WHAT IS BEING ASKED →
Write out every line of the data below, character for character, with nothing changed.

SUPPLIED MATERIAL →
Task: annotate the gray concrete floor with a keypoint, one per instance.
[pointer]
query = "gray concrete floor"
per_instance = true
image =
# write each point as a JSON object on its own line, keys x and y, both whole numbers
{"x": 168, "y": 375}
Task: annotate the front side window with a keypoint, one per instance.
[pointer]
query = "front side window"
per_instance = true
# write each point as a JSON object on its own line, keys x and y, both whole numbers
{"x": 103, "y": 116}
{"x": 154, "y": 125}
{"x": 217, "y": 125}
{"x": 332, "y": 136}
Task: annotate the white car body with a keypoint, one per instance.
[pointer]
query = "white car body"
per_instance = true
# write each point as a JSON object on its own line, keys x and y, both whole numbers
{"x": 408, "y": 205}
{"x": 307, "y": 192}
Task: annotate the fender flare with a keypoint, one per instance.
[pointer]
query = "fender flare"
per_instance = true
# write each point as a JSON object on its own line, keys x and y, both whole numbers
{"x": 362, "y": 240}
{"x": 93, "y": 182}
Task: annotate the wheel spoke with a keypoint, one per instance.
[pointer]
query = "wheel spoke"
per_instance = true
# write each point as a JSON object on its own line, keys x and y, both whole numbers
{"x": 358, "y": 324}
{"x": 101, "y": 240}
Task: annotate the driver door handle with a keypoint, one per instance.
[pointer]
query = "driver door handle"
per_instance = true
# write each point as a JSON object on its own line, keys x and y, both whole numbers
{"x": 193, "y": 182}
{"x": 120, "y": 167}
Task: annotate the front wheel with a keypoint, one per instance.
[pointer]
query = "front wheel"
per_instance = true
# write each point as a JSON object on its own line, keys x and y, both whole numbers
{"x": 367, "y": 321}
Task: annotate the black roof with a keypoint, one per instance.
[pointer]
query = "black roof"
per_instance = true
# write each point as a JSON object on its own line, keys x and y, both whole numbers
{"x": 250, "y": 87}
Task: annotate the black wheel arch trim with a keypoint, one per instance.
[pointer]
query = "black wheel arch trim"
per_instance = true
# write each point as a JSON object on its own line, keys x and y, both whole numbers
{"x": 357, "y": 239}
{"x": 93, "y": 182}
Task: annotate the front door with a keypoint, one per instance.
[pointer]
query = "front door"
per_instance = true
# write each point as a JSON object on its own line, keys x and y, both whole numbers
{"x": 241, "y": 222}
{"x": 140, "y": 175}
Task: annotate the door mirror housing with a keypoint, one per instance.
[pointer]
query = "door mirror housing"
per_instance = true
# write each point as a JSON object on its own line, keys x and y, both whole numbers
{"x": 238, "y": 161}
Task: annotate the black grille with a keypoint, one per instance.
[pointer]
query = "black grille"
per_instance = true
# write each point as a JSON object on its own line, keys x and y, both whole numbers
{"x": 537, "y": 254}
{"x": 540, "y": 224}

OUTPUT FOR THIS TASK →
Task: annotate the gray concrete floor with a keypoint, one per instance.
[pointer]
query = "gray concrete floor"
per_instance = true
image =
# write each point as a JSON object on its own line, keys x and y, both whole numbers
{"x": 168, "y": 375}
Task: annotate the front side window with a keypoint, one per instance.
[pointer]
query = "front side window"
per_instance = true
# write each point as a JSON object on its own line, keys x and y, both whole numbers
{"x": 103, "y": 116}
{"x": 154, "y": 125}
{"x": 217, "y": 125}
{"x": 332, "y": 136}
Task: annotate the white car body with a keypoint, one per instance.
[pointer]
query = "white car body"
per_instance = true
# write each point as a JSON object on its own line, keys x and y, both whole numbers
{"x": 408, "y": 205}
{"x": 307, "y": 192}
Task: annotate the fender flare with a keypoint, one per instance.
[pointer]
query = "fender flare"
per_instance = true
# write each point as a JSON object on its own line, keys x and y, both whole numbers
{"x": 362, "y": 240}
{"x": 93, "y": 182}
Task: annotate the wheel spoke with a keypoint, one per instance.
[pointer]
query = "wheel spoke"
per_instance = true
# write each point as a JSON object on its own line, keys x and y, both whole numbers
{"x": 358, "y": 324}
{"x": 101, "y": 240}
Task: annotate the driver door handle with a keypoint, one per instance.
[pointer]
query = "driver door handle"
per_instance = true
# write each point as a JSON object on its own line, keys x and y, both whole numbers
{"x": 193, "y": 182}
{"x": 120, "y": 167}
Task: annotate the front wheel with a keypoint, one per instance.
[pointer]
query = "front wheel"
per_instance = true
# write each point as a JSON object on its own line, keys x and y, both whole numbers
{"x": 367, "y": 321}
Task: annotate the black roof with a keypoint, one per instance.
[pointer]
query = "black roof"
per_instance = true
# write each point as a JSON object on its own line, keys x and y, both whole numbers
{"x": 250, "y": 87}
Task: annotate the black wheel arch trim with a keypoint, one per instance.
[pointer]
query = "black wheel arch trim"
per_instance = true
# write each point as a JSON object on its own line, keys x and y, both whole numbers
{"x": 357, "y": 239}
{"x": 93, "y": 182}
Task: annotate the front door with a keypoint, one per instance.
[pointer]
query = "front door"
per_instance = true
# write each point as a JSON object on its own line, keys x and y, both whole numbers
{"x": 241, "y": 222}
{"x": 140, "y": 175}
Task: annotate the door mirror housing with a keypoint, one per instance.
[pointer]
query = "door mirror housing"
per_instance = true
# write each point as a JSON object on its own line, keys x and y, both whole numbers
{"x": 238, "y": 161}
Task: annotate the black grille with a keypoint, one per instance.
[pointer]
query = "black grille"
per_instance = true
# write each point as a JSON object on its own line, keys x and y, both whole numbers
{"x": 537, "y": 254}
{"x": 540, "y": 224}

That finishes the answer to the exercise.